--- start of Dataset entries ---
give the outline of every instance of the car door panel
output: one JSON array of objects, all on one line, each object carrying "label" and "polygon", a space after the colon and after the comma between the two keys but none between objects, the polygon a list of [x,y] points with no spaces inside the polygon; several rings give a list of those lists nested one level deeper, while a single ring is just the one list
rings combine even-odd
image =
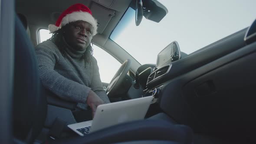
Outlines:
[{"label": "car door panel", "polygon": [[196,133],[256,141],[256,43],[246,45],[246,31],[173,62],[169,80],[154,85],[164,111]]}]

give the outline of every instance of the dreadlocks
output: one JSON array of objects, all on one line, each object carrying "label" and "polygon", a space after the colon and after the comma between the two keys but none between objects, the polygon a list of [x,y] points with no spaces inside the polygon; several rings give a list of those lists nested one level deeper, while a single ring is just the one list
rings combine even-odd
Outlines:
[{"label": "dreadlocks", "polygon": [[[60,52],[64,56],[64,50],[63,46],[64,42],[63,41],[62,37],[65,27],[68,25],[69,24],[68,24],[62,27],[61,29],[52,33],[53,33],[53,36],[52,36],[52,37],[49,39],[53,40],[53,43],[55,43]],[[93,49],[92,49],[92,46],[89,45],[86,48],[86,50],[83,56],[85,62],[88,62],[89,63],[91,62],[93,53]]]}]

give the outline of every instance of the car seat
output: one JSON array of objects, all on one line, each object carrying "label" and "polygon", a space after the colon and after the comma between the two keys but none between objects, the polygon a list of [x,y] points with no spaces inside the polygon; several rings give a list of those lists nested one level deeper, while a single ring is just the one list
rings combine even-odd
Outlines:
[{"label": "car seat", "polygon": [[[46,121],[47,102],[40,82],[34,49],[21,22],[15,23],[13,141],[31,144]],[[159,120],[139,121],[117,125],[85,137],[50,141],[56,144],[191,144],[191,129]]]}]

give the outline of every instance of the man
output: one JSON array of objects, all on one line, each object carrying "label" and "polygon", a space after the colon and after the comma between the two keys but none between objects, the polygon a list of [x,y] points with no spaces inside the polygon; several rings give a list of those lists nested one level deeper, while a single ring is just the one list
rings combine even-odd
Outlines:
[{"label": "man", "polygon": [[52,38],[36,49],[43,85],[61,98],[77,102],[79,109],[90,106],[93,116],[98,105],[110,102],[90,45],[97,34],[96,20],[87,7],[78,3],[49,28]]}]

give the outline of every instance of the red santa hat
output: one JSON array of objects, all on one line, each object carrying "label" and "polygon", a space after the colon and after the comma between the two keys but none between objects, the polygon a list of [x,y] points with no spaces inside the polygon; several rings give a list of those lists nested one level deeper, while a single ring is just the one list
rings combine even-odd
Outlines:
[{"label": "red santa hat", "polygon": [[50,24],[48,28],[50,32],[53,32],[69,23],[77,20],[84,21],[91,24],[93,28],[93,36],[97,34],[97,20],[92,15],[90,9],[81,3],[69,7],[59,16],[55,24]]}]

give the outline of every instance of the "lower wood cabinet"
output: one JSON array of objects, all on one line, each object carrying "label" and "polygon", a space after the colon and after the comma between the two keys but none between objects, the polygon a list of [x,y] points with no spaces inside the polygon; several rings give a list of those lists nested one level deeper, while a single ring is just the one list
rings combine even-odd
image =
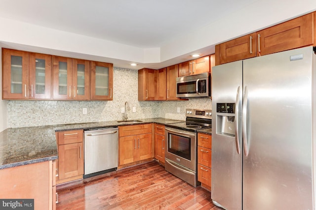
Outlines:
[{"label": "lower wood cabinet", "polygon": [[152,124],[118,127],[119,165],[153,157]]},{"label": "lower wood cabinet", "polygon": [[159,162],[164,163],[164,125],[154,124],[155,158]]},{"label": "lower wood cabinet", "polygon": [[212,136],[198,134],[198,180],[211,190],[212,174]]},{"label": "lower wood cabinet", "polygon": [[83,130],[58,132],[56,137],[58,145],[57,183],[82,179],[84,172]]},{"label": "lower wood cabinet", "polygon": [[55,161],[49,160],[1,169],[0,198],[34,199],[34,210],[55,210]]}]

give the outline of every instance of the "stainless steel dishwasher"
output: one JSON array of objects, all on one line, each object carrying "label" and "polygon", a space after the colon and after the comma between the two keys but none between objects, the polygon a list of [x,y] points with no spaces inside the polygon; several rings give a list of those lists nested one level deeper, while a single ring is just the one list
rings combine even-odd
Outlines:
[{"label": "stainless steel dishwasher", "polygon": [[110,127],[84,131],[83,178],[118,168],[118,128]]}]

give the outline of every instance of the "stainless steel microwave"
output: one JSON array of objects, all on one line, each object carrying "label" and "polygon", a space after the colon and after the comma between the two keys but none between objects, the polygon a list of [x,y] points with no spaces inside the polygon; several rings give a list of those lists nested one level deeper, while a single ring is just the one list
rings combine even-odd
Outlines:
[{"label": "stainless steel microwave", "polygon": [[178,97],[211,96],[211,75],[209,73],[178,77],[176,83]]}]

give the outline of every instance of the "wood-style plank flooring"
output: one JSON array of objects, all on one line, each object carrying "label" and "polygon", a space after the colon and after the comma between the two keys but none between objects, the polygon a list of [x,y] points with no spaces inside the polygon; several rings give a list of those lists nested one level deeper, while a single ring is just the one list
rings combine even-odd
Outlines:
[{"label": "wood-style plank flooring", "polygon": [[212,210],[210,193],[156,162],[57,187],[56,210]]}]

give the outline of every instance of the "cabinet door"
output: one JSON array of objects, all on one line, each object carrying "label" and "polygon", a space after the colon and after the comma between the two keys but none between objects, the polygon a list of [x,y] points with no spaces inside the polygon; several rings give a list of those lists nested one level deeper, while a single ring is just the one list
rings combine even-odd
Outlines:
[{"label": "cabinet door", "polygon": [[209,56],[205,56],[196,59],[193,62],[193,73],[194,74],[210,72]]},{"label": "cabinet door", "polygon": [[29,98],[29,54],[2,48],[2,98]]},{"label": "cabinet door", "polygon": [[82,143],[58,146],[60,180],[83,174],[83,152]]},{"label": "cabinet door", "polygon": [[256,57],[256,33],[215,46],[216,65]]},{"label": "cabinet door", "polygon": [[72,98],[73,61],[69,58],[53,56],[53,98]]},{"label": "cabinet door", "polygon": [[153,157],[152,134],[146,133],[137,135],[137,159],[142,160]]},{"label": "cabinet door", "polygon": [[49,55],[29,53],[30,98],[50,99],[51,60]]},{"label": "cabinet door", "polygon": [[91,99],[113,100],[113,64],[91,61]]},{"label": "cabinet door", "polygon": [[155,158],[164,163],[164,136],[155,134]]},{"label": "cabinet door", "polygon": [[137,158],[136,136],[119,137],[119,165],[132,163]]},{"label": "cabinet door", "polygon": [[193,74],[192,71],[192,61],[184,62],[179,64],[179,77],[183,76],[188,76]]},{"label": "cabinet door", "polygon": [[313,14],[310,13],[257,32],[258,54],[263,56],[313,45]]},{"label": "cabinet door", "polygon": [[178,64],[167,67],[167,100],[178,100],[176,80]]},{"label": "cabinet door", "polygon": [[72,98],[90,99],[90,61],[73,59]]},{"label": "cabinet door", "polygon": [[157,93],[155,96],[155,100],[163,100],[166,99],[166,68],[156,71],[157,77]]}]

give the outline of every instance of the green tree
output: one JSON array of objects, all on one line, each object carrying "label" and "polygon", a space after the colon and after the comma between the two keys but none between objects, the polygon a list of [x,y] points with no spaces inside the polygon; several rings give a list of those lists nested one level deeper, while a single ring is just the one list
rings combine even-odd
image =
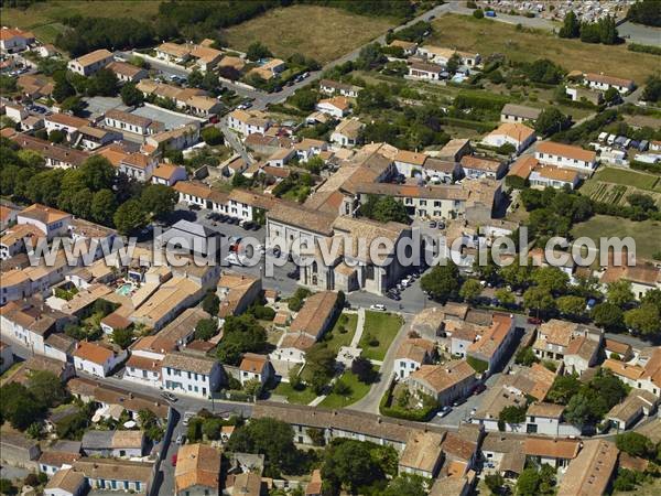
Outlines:
[{"label": "green tree", "polygon": [[28,378],[28,389],[47,407],[65,402],[69,395],[59,378],[47,370],[33,370]]},{"label": "green tree", "polygon": [[294,446],[291,425],[271,418],[252,419],[235,430],[229,439],[228,451],[261,453],[264,455],[264,474],[279,477],[300,468],[300,453]]},{"label": "green tree", "polygon": [[420,279],[420,287],[442,303],[457,296],[459,284],[459,269],[452,260],[445,266],[435,266]]},{"label": "green tree", "polygon": [[10,382],[0,388],[0,417],[14,429],[24,431],[45,412],[42,398],[36,398],[25,386]]},{"label": "green tree", "polygon": [[530,367],[532,364],[537,364],[540,359],[537,357],[530,346],[519,349],[514,357],[514,363],[518,365],[524,365]]},{"label": "green tree", "polygon": [[523,306],[537,315],[551,312],[555,309],[555,300],[549,290],[544,288],[530,288],[523,293]]},{"label": "green tree", "polygon": [[661,334],[661,314],[651,303],[643,303],[638,309],[625,312],[627,327],[648,336]]},{"label": "green tree", "polygon": [[195,338],[209,341],[218,333],[218,324],[215,319],[202,319],[195,325]]},{"label": "green tree", "polygon": [[581,22],[573,10],[570,10],[564,18],[560,32],[560,37],[578,37],[581,35]]},{"label": "green tree", "polygon": [[115,195],[110,190],[99,190],[91,197],[89,214],[95,223],[110,225],[112,213],[117,208]]},{"label": "green tree", "polygon": [[517,481],[517,495],[545,496],[554,493],[555,470],[543,464],[538,471],[535,467],[524,468]]},{"label": "green tree", "polygon": [[534,121],[534,130],[546,137],[566,129],[568,125],[570,119],[555,107],[549,107],[542,110]]},{"label": "green tree", "polygon": [[62,143],[64,142],[64,140],[66,139],[66,134],[64,131],[59,130],[59,129],[54,129],[51,132],[48,132],[48,141],[51,143]]},{"label": "green tree", "polygon": [[631,283],[620,279],[609,282],[606,287],[606,298],[608,303],[618,305],[620,309],[635,300]]},{"label": "green tree", "polygon": [[475,279],[467,279],[462,284],[462,289],[459,290],[459,296],[473,303],[479,298],[481,292],[483,285],[479,283],[479,281],[476,281]]},{"label": "green tree", "polygon": [[220,129],[216,128],[215,126],[204,128],[201,134],[204,142],[212,147],[216,144],[223,144],[225,142],[223,132],[220,132]]},{"label": "green tree", "polygon": [[582,296],[560,296],[556,304],[564,315],[579,316],[585,312],[585,299]]},{"label": "green tree", "polygon": [[546,399],[557,405],[567,405],[579,390],[581,381],[576,376],[557,376],[553,380]]},{"label": "green tree", "polygon": [[460,64],[462,57],[459,57],[459,54],[453,53],[452,56],[447,60],[447,66],[445,68],[449,74],[454,74],[459,69]]},{"label": "green tree", "polygon": [[362,71],[372,71],[383,64],[384,61],[386,57],[381,53],[379,44],[370,43],[360,48],[356,66]]},{"label": "green tree", "polygon": [[642,99],[646,101],[661,100],[661,77],[648,77],[644,89],[642,90]]},{"label": "green tree", "polygon": [[147,226],[147,215],[138,200],[129,200],[121,204],[112,216],[120,234],[129,235]]},{"label": "green tree", "polygon": [[164,184],[149,184],[140,195],[142,207],[155,218],[164,218],[172,214],[176,201],[176,192]]},{"label": "green tree", "polygon": [[266,45],[260,42],[253,42],[248,46],[246,56],[249,61],[259,61],[260,58],[272,57],[273,54]]},{"label": "green tree", "polygon": [[383,472],[372,460],[367,443],[337,439],[324,454],[322,478],[334,494],[342,488],[356,494],[359,487],[383,478]]},{"label": "green tree", "polygon": [[595,325],[606,331],[617,331],[625,323],[622,310],[613,303],[599,303],[592,310],[592,319]]},{"label": "green tree", "polygon": [[426,482],[415,474],[401,474],[394,477],[383,490],[382,496],[426,496]]},{"label": "green tree", "polygon": [[127,328],[115,328],[112,331],[112,343],[122,349],[127,349],[133,342],[133,330]]},{"label": "green tree", "polygon": [[250,314],[228,316],[217,356],[224,364],[239,365],[245,353],[260,353],[267,346],[267,331]]},{"label": "green tree", "polygon": [[124,84],[121,88],[120,95],[123,105],[128,105],[129,107],[138,107],[144,101],[144,95],[142,95],[142,91],[136,87],[134,83]]},{"label": "green tree", "polygon": [[617,434],[615,444],[619,451],[624,451],[631,456],[650,459],[655,454],[654,443],[652,443],[649,438],[646,438],[638,432],[624,432]]},{"label": "green tree", "polygon": [[213,291],[207,292],[204,299],[202,300],[202,310],[204,310],[209,315],[217,315],[219,305],[220,299]]}]

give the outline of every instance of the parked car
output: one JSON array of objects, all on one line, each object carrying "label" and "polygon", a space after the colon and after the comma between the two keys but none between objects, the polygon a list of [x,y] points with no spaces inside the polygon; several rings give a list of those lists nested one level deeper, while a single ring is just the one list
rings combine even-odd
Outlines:
[{"label": "parked car", "polygon": [[436,417],[441,417],[441,418],[443,418],[443,417],[445,417],[447,413],[449,413],[451,411],[452,411],[452,407],[449,407],[449,406],[445,406],[445,407],[443,407],[441,410],[438,410],[438,411],[436,412]]}]

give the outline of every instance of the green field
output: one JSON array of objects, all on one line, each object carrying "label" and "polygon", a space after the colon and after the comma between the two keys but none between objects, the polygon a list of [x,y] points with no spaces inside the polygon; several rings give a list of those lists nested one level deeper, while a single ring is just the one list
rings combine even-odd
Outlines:
[{"label": "green field", "polygon": [[[365,328],[358,346],[362,348],[362,356],[372,360],[382,360],[390,343],[402,326],[399,315],[386,312],[365,312]],[[378,346],[370,346],[370,336],[378,339]]]},{"label": "green field", "polygon": [[549,58],[566,71],[604,73],[627,77],[639,85],[659,67],[655,55],[629,52],[626,45],[607,46],[564,40],[549,31],[521,30],[512,24],[474,19],[467,15],[442,15],[433,21],[431,45],[473,51],[483,55],[501,53],[516,62]]},{"label": "green field", "polygon": [[[324,335],[324,342],[328,345],[330,349],[333,349],[336,354],[339,352],[342,346],[348,346],[354,338],[354,334],[356,334],[356,324],[358,323],[358,315],[355,313],[343,313],[346,315],[347,321],[343,324],[340,323],[342,315],[337,321],[335,321],[335,325],[330,330],[330,332]],[[345,334],[339,332],[339,327],[344,327],[347,330]]]},{"label": "green field", "polygon": [[595,215],[585,223],[576,224],[572,228],[572,236],[574,238],[587,236],[597,246],[600,237],[631,236],[636,240],[636,255],[639,258],[651,259],[652,254],[661,249],[660,229],[661,223],[657,220],[633,222],[608,215]]},{"label": "green field", "polygon": [[242,52],[259,41],[278,57],[302,53],[324,64],[383,34],[397,23],[330,7],[294,4],[228,28],[225,37],[230,47]]},{"label": "green field", "polygon": [[355,403],[365,395],[367,395],[369,392],[369,388],[371,387],[369,384],[360,382],[358,380],[358,376],[354,375],[349,370],[345,371],[342,376],[339,376],[338,380],[342,380],[347,386],[349,386],[349,388],[351,388],[350,395],[345,397],[332,392],[319,403],[321,407],[345,408],[349,405]]},{"label": "green field", "polygon": [[64,30],[62,21],[76,14],[93,18],[148,20],[159,12],[161,0],[50,0],[28,9],[0,9],[2,25],[30,30],[42,42],[53,43]]},{"label": "green field", "polygon": [[660,177],[658,175],[646,174],[644,172],[637,172],[628,169],[599,168],[597,173],[593,176],[593,180],[654,191],[659,184]]},{"label": "green field", "polygon": [[280,382],[272,392],[273,395],[284,396],[290,403],[296,405],[307,405],[316,398],[316,395],[311,388],[306,387],[299,391],[292,388],[289,382]]}]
--- end of Dataset entries ---
Report how many lines of the entries above contain the string "microwave" with matching case. Reply with the number only.

▸ **Exercise answer**
2